● What you need to do: Return the lines below verbatim, omitting the pictures from your answer.

● Source data:
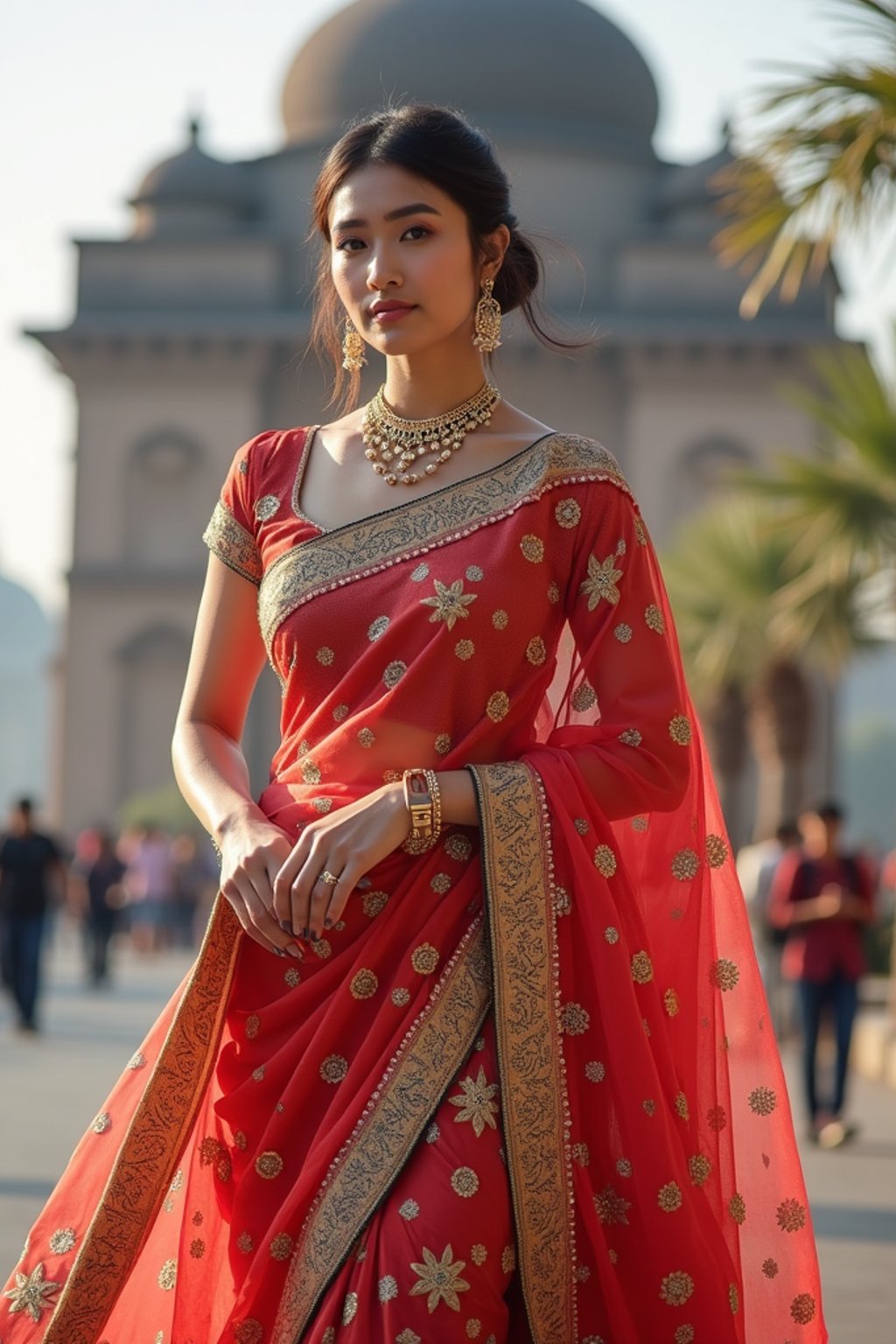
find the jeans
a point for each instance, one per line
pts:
(22, 940)
(843, 996)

● Written solution:
find the jeans
a point for each instance, one per line
pts:
(22, 940)
(843, 996)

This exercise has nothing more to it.